"""

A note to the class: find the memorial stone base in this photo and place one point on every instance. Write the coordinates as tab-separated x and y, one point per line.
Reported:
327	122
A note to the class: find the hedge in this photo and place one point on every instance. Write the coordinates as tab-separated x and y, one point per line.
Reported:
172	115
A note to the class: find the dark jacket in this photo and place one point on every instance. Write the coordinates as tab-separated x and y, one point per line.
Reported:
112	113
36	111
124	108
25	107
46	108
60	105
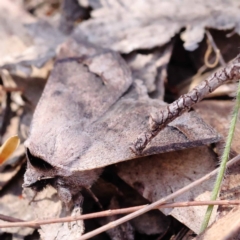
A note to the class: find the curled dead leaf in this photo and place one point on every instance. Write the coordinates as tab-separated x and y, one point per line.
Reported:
7	149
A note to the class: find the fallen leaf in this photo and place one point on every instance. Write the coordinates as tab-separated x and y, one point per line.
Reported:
127	27
7	149
156	177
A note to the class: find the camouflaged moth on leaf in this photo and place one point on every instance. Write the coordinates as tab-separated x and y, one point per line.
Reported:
90	113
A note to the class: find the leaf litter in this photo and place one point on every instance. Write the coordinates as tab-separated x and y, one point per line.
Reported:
143	34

"""

_AIM_
Omitting all images, print the listing exactly.

_ANSWER FOR THE TASK_
A note to the class: find the memorial stone base in this photo and place one point on every instance. Write the coordinates as tab-separated x and y, one point per line.
Reported:
327	122
A note to the class: find the hedge in this photo and place one point on every instance. Write the coordinates as tab-separated x and y, one point per line.
Reported:
172	115
A note to the class: find the dark jacket in this photo and place one point on every instance. Write the coordinates as tab-separated x and y, one point per line.
Reported:
112	113
36	111
124	108
25	107
46	108
60	105
A note to the class: find the curled dead leaf in this photo and place one point on every instance. Write the coordinates as tab-separated x and y, one point per line.
Reported:
7	149
A note to the class: find the fallen leaf in this photo and place one point on every instance. Write the coordinates as tab-separated x and y, one point per line.
Reported:
127	27
7	149
156	177
A note to the class: find the camouflaged moth on leaf in this photo and place one point on every instance. Write the coordinates as tab-separated x and y, one point per line.
Reported:
90	113
A note to the class: find the leaf litter in this photo and place one point on every instance. Write the coordinates as tab-separated x and y, one point per line.
Reported:
143	34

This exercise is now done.